**TASK 1**
Edit the passage about The Unaccountability Machine by rewriting it starting at "Third, it concerns" and ending at "the Firm (1972).", with "intelligence officer" replaced by "signals officer".
**TASK 2**
List every person named in the passage about The Unaccountability Machine.

**PASSAGE TO READ**
----------------
First, it looks at how decision-making has been industrialised — the way that the power to choose has moved from people to systems, so that decisions are taken without any individual person feeling that they have taken them.
Second, it offers an intellectual history of cybernetics, the study of complex systems and how to control them, which owes its modern origin (and moniker) to a 1948 book by the polymath Norbert Wiener.
Third, it concerns itself with how the insights of cybernetics have been rejected by mainstream economics, the intellectual framework for the organisation of modern life. This, Davies argues, is at the root of the present dysfunction: we have handed over all crucial decisions to complex systems and then refused to think about how they work.
If The Unaccountability Machine has a hero, it is Stafford Beer (1926-2002). By turns a British Army intelligence officer, pioneering operational researcher for United Steel, and management consultant, Beer was also one of the leading theorists of cybernetics, and the author of several key texts, most importantly Brain of the Firm (1972).
It was this guru-like status that saw Beer invited to Chile in the early 1970s by its president, Salvador Allende, where he was asked to put his ideas into practice in the recently nationalised sectors of the economy. That experiment did not survive the 1973 coup led by General Pinochet.
----------------
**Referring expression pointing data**

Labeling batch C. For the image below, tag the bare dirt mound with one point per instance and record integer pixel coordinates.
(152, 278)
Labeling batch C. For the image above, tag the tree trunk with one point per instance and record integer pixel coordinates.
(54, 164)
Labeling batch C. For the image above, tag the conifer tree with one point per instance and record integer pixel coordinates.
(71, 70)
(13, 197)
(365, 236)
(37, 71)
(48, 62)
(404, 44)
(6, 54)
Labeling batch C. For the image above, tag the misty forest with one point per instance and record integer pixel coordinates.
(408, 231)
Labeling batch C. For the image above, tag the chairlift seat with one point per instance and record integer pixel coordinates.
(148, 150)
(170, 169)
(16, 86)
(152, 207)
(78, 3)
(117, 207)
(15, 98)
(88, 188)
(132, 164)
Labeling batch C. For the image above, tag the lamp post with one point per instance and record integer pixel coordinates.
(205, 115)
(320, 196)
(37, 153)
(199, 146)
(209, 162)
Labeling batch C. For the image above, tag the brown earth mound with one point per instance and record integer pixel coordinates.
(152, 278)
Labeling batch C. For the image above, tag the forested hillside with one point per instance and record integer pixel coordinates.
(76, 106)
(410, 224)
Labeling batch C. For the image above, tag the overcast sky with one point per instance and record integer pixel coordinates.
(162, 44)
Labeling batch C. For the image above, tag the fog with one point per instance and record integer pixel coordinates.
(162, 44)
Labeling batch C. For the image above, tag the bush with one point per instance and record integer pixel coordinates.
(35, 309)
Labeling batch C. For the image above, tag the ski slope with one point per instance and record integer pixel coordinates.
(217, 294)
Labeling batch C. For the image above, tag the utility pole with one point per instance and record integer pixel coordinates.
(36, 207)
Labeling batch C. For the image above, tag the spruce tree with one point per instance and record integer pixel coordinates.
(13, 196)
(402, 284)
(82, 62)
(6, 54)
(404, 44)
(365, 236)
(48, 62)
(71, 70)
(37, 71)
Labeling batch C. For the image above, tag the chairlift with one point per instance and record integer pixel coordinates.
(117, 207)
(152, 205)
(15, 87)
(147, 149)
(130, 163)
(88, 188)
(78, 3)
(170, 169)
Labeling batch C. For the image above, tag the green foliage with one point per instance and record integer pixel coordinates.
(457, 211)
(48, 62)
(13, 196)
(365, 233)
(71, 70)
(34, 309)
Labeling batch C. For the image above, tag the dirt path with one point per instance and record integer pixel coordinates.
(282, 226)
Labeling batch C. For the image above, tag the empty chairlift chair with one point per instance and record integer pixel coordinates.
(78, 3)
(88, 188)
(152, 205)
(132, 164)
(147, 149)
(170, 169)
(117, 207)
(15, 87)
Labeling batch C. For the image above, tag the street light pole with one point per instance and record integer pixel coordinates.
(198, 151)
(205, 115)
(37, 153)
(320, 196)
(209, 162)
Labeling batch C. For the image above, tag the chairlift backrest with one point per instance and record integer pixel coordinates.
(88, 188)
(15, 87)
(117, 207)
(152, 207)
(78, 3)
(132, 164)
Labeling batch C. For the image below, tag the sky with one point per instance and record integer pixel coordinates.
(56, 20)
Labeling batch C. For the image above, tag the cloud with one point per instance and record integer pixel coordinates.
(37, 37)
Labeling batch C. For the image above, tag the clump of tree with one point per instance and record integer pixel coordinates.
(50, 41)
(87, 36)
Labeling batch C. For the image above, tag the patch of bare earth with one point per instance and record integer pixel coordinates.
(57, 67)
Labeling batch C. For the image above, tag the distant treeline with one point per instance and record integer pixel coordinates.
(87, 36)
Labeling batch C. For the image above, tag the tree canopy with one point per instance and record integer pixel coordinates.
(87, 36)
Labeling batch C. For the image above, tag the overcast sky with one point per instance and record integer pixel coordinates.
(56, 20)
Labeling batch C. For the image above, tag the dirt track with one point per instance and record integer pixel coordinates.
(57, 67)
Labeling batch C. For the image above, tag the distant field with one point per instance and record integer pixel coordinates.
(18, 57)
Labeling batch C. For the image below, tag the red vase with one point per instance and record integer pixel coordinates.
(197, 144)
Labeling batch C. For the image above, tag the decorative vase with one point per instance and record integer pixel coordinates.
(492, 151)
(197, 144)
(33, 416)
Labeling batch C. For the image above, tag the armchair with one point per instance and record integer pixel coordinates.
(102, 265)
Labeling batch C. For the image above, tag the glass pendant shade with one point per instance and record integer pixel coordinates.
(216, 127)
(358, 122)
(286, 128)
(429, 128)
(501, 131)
----------------
**ANSWER BOX 1**
Third, it concerns itself with how the insights of cybernetics have been rejected by mainstream economics, the intellectual framework for the organisation of modern life. This, Davies argues, is at the root of the present dysfunction: we have handed over all crucial decisions to complex systems and then refused to think about how they work.
If The Unaccountability Machine has a hero, it is Stafford Beer (1926-2002). By turns a British Army signals officer, pioneering operational researcher for United Steel, and management consultant, Beer was also one of the leading theorists of cybernetics, and the author of several key texts, most importantly Brain of the Firm (1972).

**ANSWER BOX 2**
Norbert Wiener
Davies
Stafford Beer
Salvador Allende
General Pinochet